* **BRIEF**
Report all lines in the records that hold the string "after".
Segment Start: TASK INPUT
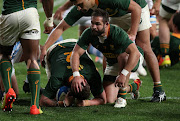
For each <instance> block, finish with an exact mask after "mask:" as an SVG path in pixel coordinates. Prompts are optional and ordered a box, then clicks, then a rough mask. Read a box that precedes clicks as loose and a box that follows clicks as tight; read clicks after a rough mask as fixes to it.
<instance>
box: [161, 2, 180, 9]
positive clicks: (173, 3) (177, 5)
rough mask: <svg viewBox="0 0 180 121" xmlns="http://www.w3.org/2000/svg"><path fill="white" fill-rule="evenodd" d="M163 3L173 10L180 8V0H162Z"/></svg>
mask: <svg viewBox="0 0 180 121" xmlns="http://www.w3.org/2000/svg"><path fill="white" fill-rule="evenodd" d="M162 4H163V5H165V6H167V7H169V8H171V9H173V10H178V11H179V10H180V0H162Z"/></svg>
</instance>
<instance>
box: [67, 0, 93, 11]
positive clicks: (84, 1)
mask: <svg viewBox="0 0 180 121" xmlns="http://www.w3.org/2000/svg"><path fill="white" fill-rule="evenodd" d="M70 1H71V2H72V3H73V4H74V5H75V6H77V9H78V10H79V11H82V12H83V13H86V12H87V11H88V10H89V9H90V8H92V7H93V6H94V5H93V4H92V3H91V0H70Z"/></svg>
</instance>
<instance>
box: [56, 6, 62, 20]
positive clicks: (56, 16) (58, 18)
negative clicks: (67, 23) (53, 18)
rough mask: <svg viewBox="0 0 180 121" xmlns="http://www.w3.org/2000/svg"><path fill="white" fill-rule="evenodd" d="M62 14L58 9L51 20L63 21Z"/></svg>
mask: <svg viewBox="0 0 180 121" xmlns="http://www.w3.org/2000/svg"><path fill="white" fill-rule="evenodd" d="M63 13H64V11H63V10H62V9H61V7H60V8H58V10H57V11H56V12H55V14H54V16H53V18H54V19H57V20H62V19H63Z"/></svg>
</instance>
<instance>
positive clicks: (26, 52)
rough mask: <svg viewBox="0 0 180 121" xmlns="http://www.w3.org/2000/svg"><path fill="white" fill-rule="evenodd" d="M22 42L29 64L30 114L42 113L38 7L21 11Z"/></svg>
mask: <svg viewBox="0 0 180 121" xmlns="http://www.w3.org/2000/svg"><path fill="white" fill-rule="evenodd" d="M20 16H21V17H20V18H21V19H19V23H20V24H21V26H20V32H21V34H20V35H21V36H20V42H21V45H22V48H23V54H24V55H23V59H24V61H25V62H26V65H27V78H28V81H29V86H30V90H31V108H30V114H40V113H41V110H40V109H39V93H40V69H39V65H38V63H37V59H38V54H39V39H40V34H41V31H40V23H39V15H38V12H37V9H36V8H28V9H25V10H23V11H20Z"/></svg>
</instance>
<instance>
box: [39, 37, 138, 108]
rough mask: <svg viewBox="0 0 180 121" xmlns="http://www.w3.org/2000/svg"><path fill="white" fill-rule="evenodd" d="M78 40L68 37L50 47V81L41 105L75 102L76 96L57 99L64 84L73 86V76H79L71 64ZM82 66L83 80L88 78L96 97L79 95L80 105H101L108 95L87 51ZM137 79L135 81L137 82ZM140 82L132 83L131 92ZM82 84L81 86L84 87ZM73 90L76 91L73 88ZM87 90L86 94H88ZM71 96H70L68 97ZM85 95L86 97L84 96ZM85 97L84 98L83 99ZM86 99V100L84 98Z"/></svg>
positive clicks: (92, 90)
mask: <svg viewBox="0 0 180 121" xmlns="http://www.w3.org/2000/svg"><path fill="white" fill-rule="evenodd" d="M76 42H77V40H75V39H67V40H63V41H61V42H59V43H56V44H54V45H53V46H51V47H50V48H49V49H48V53H47V56H46V58H45V62H46V63H45V66H46V72H47V75H48V79H49V82H48V83H47V85H46V87H45V90H44V91H43V93H42V95H41V98H40V105H41V106H51V107H54V106H64V105H65V106H70V105H71V104H72V103H73V100H74V98H72V95H71V94H70V95H71V97H70V96H69V94H68V95H67V96H66V98H65V100H64V101H57V100H55V97H56V92H57V90H58V89H59V88H60V87H62V86H64V85H65V86H69V87H70V86H71V83H72V82H73V81H72V80H73V76H77V75H76V74H74V75H73V73H72V69H71V66H70V57H71V51H72V50H73V47H74V45H75V44H76ZM80 60H81V62H80V66H79V68H78V69H79V72H80V76H81V77H82V78H83V80H86V81H85V83H83V84H84V86H87V85H89V86H90V90H91V93H92V94H93V96H94V98H93V99H92V100H87V97H88V96H85V97H84V96H82V97H81V96H80V97H77V98H78V99H80V98H81V100H79V101H78V104H77V105H78V106H90V105H100V104H105V103H106V95H105V92H104V90H103V87H102V82H101V77H100V75H99V73H98V71H97V70H96V67H95V65H94V63H93V61H92V60H91V59H90V57H89V55H88V54H87V53H84V54H83V55H82V56H81V58H80ZM137 81H138V80H136V81H135V82H137ZM137 85H138V83H134V82H133V83H132V84H130V86H129V87H128V89H129V91H128V92H130V87H131V90H133V89H134V87H137ZM84 86H82V84H81V87H84ZM71 92H75V91H74V90H71ZM87 93H88V91H87V92H85V94H87ZM75 94H79V95H81V94H83V91H82V92H81V91H79V92H75V93H74V94H73V97H76V96H74V95H75ZM68 97H70V98H68ZM83 97H84V98H83ZM82 99H83V100H82ZM84 99H86V100H84Z"/></svg>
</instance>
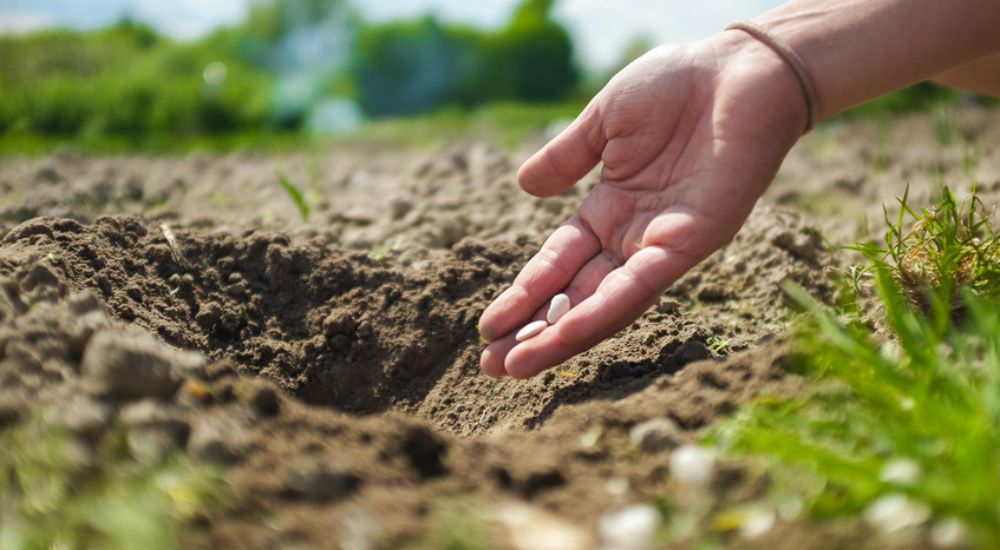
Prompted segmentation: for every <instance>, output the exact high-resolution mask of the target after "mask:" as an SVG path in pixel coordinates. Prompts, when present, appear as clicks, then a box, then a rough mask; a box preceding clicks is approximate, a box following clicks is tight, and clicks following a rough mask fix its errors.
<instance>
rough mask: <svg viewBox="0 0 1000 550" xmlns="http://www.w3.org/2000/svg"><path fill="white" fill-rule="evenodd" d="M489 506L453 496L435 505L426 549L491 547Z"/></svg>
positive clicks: (493, 544)
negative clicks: (487, 510)
mask: <svg viewBox="0 0 1000 550" xmlns="http://www.w3.org/2000/svg"><path fill="white" fill-rule="evenodd" d="M484 510H485V505H484V504H483V503H479V502H469V501H468V500H466V499H450V500H444V501H442V502H439V503H438V504H437V505H435V507H434V509H433V511H432V513H431V519H430V524H429V530H428V533H427V536H426V538H425V540H424V544H423V545H422V547H423V548H427V549H434V550H491V549H493V548H495V547H496V546H495V545H494V544H493V543H492V542H491V541H492V537H491V536H490V534H491V528H492V527H493V519H492V518H491V517H490V514H488V513H487V512H485V511H484Z"/></svg>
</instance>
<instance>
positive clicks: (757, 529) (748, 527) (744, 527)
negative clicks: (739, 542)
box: [740, 508, 776, 540]
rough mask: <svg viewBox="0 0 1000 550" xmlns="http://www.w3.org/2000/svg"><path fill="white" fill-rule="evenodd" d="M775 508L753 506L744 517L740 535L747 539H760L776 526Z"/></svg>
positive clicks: (747, 511)
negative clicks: (774, 524)
mask: <svg viewBox="0 0 1000 550" xmlns="http://www.w3.org/2000/svg"><path fill="white" fill-rule="evenodd" d="M775 519H776V518H775V514H774V510H772V509H770V508H751V509H749V510H747V511H746V515H745V516H744V517H743V525H741V526H740V535H741V536H742V537H743V538H745V539H747V540H754V539H759V538H760V537H762V536H764V535H765V534H767V532H768V531H770V530H771V528H772V527H774V522H775Z"/></svg>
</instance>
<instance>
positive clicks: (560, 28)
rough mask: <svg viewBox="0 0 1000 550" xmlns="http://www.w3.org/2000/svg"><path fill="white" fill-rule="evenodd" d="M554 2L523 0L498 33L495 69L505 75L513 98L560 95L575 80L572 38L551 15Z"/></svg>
mask: <svg viewBox="0 0 1000 550" xmlns="http://www.w3.org/2000/svg"><path fill="white" fill-rule="evenodd" d="M554 3H555V0H525V1H524V2H522V3H521V5H520V6H518V8H517V10H516V11H515V12H514V16H513V17H512V18H511V21H510V23H509V24H508V25H507V28H506V29H504V30H502V31H501V32H500V34H499V36H498V42H499V44H498V46H499V50H500V51H499V53H500V60H499V62H500V64H501V67H499V69H500V70H501V71H504V70H505V72H506V75H507V76H509V78H510V83H511V89H512V94H511V95H512V97H514V98H517V99H523V100H528V101H537V100H554V99H560V98H563V97H565V96H566V94H568V93H569V92H570V90H571V89H572V88H573V87H574V86H575V85H576V83H577V80H578V77H579V75H578V73H577V71H576V67H575V66H574V64H573V41H572V39H571V38H570V36H569V33H568V32H566V29H565V28H564V27H563V26H562V25H560V24H559V23H557V22H555V21H554V20H553V19H552V7H553V5H554Z"/></svg>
Segment End: TASK INPUT
* **ANSWER**
For each <instance> block, finish with an exact mask after "mask:" as an SVG path in pixel coordinates. Prompts are optional and ordered a box, then clicks, then a rough mask. Read a box that precedes clicks as loose and a box that follows clicks as tight; read clicks after a rough mask as fixes to it.
Prompted segmentation: for every <instance>, output the exact high-resolution mask of the target after "mask:" as an SVG path in pixel coordinates. Prompts, when present, appear as clicks, then a box, then a rough mask; a box preceding clicks is approximate, a box following clicks is tight, and clicks following a rough mask fix its errors.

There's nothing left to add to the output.